_Work to complete:_ Transcribe only the lines of the listing below from the one holding "TARGET: chair backrest slat" through the one holding "TARGET: white laptop", inclusive, without any change.

_Raw data:_
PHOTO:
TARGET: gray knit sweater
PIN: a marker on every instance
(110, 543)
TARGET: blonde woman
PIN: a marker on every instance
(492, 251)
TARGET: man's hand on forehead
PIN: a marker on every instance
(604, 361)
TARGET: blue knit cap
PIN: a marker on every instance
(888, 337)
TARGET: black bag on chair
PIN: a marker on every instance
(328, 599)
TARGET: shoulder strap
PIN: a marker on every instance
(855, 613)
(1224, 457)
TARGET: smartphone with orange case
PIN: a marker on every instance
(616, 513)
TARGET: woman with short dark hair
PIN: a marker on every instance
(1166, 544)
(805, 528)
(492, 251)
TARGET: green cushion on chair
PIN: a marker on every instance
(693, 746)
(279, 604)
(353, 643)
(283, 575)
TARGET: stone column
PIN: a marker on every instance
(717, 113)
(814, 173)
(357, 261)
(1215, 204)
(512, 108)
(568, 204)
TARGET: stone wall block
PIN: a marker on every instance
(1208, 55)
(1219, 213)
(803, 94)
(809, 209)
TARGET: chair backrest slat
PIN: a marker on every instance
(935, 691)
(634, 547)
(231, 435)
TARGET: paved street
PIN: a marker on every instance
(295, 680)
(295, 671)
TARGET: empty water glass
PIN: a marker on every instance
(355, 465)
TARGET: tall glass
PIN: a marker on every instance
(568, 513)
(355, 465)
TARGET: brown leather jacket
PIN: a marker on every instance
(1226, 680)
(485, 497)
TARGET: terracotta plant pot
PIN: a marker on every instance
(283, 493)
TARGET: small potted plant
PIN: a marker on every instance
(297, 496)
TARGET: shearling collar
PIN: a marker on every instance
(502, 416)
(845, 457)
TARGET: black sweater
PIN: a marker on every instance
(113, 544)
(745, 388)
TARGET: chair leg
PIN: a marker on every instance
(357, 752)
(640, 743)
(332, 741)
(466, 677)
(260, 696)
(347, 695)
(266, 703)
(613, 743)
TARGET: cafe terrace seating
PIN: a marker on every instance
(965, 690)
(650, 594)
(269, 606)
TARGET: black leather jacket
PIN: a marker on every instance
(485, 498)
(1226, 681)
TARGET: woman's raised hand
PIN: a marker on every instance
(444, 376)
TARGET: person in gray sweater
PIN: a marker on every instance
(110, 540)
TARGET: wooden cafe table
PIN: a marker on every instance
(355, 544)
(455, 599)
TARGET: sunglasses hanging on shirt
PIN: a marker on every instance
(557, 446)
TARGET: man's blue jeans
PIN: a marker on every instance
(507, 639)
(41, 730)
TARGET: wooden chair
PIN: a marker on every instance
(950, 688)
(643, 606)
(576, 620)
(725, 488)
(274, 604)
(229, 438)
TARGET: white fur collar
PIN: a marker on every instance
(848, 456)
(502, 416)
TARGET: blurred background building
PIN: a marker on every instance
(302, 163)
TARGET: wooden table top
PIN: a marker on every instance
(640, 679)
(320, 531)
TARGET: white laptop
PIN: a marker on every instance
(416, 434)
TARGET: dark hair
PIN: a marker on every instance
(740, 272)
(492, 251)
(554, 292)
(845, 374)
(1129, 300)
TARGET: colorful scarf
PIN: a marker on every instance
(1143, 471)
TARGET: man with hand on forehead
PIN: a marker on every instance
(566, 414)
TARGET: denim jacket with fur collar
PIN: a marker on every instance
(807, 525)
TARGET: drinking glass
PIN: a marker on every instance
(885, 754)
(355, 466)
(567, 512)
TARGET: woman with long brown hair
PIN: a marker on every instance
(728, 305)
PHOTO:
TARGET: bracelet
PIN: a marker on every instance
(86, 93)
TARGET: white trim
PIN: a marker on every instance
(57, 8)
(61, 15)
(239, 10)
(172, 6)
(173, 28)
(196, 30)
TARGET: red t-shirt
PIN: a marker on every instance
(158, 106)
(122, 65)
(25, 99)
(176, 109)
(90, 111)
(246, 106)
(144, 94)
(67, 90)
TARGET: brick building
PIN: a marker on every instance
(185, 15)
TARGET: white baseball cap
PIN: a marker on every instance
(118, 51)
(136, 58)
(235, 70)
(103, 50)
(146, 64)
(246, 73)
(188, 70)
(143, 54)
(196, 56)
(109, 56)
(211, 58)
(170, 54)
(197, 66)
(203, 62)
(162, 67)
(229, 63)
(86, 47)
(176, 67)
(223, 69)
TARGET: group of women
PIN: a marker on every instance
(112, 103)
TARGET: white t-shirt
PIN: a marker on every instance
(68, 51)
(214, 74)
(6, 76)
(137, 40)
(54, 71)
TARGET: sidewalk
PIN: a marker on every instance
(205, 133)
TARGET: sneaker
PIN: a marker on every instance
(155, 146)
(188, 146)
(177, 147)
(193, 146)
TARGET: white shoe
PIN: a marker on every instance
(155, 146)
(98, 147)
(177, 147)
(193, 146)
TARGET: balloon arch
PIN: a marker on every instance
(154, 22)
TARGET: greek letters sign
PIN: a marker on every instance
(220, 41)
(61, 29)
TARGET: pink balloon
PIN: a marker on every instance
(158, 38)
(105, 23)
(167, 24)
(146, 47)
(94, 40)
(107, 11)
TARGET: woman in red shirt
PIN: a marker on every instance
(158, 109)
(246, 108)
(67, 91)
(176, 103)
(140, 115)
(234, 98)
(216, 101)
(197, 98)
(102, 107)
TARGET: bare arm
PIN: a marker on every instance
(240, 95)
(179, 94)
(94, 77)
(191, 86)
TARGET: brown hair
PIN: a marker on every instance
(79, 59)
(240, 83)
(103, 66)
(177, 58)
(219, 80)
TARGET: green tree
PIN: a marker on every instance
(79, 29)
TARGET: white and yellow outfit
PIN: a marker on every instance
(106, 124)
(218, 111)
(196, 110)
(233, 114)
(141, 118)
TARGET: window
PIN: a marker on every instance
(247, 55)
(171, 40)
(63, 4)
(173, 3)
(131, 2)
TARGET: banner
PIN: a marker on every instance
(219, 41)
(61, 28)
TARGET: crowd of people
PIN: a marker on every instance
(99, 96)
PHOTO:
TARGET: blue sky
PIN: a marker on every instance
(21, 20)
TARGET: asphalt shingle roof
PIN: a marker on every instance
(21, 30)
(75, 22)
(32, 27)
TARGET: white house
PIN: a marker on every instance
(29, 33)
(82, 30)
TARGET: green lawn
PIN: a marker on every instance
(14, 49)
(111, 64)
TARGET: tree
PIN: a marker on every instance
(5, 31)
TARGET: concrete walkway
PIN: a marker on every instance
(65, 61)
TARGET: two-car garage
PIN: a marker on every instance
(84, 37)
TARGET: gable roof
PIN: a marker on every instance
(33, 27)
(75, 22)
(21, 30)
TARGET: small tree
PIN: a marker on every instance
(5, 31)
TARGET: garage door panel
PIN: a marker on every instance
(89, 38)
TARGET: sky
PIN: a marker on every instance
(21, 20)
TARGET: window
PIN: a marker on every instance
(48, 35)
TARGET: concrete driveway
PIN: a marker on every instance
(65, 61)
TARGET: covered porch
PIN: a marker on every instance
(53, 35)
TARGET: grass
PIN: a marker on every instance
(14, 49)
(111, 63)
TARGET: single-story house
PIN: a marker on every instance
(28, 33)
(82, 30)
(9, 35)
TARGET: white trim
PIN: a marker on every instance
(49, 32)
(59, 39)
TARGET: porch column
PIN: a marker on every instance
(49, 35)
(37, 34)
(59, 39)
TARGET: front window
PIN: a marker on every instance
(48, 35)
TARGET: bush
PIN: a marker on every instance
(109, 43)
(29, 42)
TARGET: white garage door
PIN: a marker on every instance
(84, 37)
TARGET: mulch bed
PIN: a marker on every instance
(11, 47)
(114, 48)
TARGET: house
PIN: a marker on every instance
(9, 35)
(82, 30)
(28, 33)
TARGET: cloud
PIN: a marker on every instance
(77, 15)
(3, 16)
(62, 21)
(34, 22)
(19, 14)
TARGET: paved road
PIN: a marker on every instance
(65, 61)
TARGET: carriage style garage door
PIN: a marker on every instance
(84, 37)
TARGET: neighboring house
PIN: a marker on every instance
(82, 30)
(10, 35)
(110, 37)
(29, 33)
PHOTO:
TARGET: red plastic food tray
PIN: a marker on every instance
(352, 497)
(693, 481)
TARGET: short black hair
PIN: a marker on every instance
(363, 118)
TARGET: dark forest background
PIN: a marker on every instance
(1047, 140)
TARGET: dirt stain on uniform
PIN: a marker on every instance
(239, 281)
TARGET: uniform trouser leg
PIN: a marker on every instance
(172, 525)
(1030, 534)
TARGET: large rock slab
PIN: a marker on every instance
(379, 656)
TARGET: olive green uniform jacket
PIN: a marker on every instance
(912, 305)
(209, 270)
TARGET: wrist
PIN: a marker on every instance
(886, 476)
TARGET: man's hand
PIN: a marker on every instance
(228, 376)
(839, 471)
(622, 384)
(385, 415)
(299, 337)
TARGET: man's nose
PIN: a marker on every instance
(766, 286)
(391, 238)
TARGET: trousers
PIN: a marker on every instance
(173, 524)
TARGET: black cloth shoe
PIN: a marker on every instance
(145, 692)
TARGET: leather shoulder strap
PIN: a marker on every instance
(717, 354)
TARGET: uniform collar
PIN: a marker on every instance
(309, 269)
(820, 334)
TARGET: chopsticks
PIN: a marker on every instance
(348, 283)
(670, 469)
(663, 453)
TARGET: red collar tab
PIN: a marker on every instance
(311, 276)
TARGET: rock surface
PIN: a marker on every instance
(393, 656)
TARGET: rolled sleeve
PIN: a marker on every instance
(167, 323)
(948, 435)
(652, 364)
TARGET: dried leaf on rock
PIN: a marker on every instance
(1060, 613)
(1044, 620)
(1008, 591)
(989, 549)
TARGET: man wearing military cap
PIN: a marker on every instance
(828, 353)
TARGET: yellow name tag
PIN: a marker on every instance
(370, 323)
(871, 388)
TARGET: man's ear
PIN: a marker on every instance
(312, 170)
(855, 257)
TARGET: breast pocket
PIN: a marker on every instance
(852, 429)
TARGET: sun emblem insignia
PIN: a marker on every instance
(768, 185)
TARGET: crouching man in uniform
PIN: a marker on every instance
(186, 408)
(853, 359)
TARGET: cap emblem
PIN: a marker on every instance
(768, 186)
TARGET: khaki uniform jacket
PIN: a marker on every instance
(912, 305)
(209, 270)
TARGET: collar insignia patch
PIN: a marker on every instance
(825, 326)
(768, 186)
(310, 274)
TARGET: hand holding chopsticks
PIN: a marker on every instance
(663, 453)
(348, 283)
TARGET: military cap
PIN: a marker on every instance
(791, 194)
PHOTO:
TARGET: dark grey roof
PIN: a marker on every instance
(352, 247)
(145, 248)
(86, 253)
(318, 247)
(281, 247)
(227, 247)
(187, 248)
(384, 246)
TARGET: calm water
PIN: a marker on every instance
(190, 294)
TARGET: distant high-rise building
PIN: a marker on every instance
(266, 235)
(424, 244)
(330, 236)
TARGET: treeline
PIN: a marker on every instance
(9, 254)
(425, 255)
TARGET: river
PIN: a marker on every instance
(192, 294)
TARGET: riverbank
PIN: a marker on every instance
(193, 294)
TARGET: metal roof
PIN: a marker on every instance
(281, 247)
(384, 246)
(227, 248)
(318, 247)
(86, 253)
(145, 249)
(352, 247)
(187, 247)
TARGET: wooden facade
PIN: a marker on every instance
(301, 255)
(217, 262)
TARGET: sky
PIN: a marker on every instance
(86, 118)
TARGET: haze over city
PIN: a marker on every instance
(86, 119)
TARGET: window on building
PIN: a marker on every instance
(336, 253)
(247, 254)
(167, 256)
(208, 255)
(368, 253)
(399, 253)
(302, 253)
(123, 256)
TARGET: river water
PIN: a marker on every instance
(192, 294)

_Solution below:_
TARGET: chair backrest slat
PIN: a marker on every instance
(935, 691)
(634, 547)
(231, 435)
TARGET: paved street
PIN: a marker on every instance
(295, 680)
(295, 671)
TARGET: empty water glass
PIN: a marker on every instance
(355, 465)
TARGET: tall glass
PIN: a marker on every instance
(568, 513)
(355, 465)
TARGET: brown leather jacket
PIN: a marker on every instance
(1226, 680)
(485, 497)
TARGET: terracotta plant pot
PIN: a marker on every instance
(283, 493)
TARGET: small potted plant
PIN: a marker on every instance
(297, 496)
TARGET: shearling collar
PIN: a marker on every instance
(502, 416)
(845, 457)
TARGET: black sweater
PIN: a marker on every instance
(113, 544)
(745, 388)
TARGET: chair leg
PIN: a marker on every instance
(357, 752)
(640, 743)
(332, 741)
(466, 677)
(260, 696)
(347, 695)
(266, 703)
(613, 743)
TARGET: cafe terrace seating
PIN: a marker on every instance
(965, 690)
(650, 594)
(269, 606)
TARGET: black leather jacket
PIN: a marker on every instance
(485, 498)
(1226, 681)
TARGET: woman's raised hand
PIN: a marker on every instance
(444, 376)
TARGET: person in gray sweater
PIN: a marker on every instance
(110, 540)
TARGET: wooden cafe table
PIN: a marker on every instance
(355, 544)
(455, 599)
TARGET: sunglasses hanging on shirt
PIN: a marker on every instance
(557, 446)
TARGET: man's blue jeans
PIN: a marker on every instance
(507, 639)
(41, 730)
TARGET: wooden chair
PIN: a marker on every instance
(950, 688)
(643, 606)
(576, 620)
(725, 488)
(274, 604)
(229, 438)
TARGET: white fur collar
PIN: a marker on every instance
(848, 456)
(502, 416)
TARGET: blurred background building
PIN: a marker on every instance
(302, 163)
TARGET: wooden table top
PIN: a marker on every instance
(640, 679)
(320, 531)
TARGET: white laptop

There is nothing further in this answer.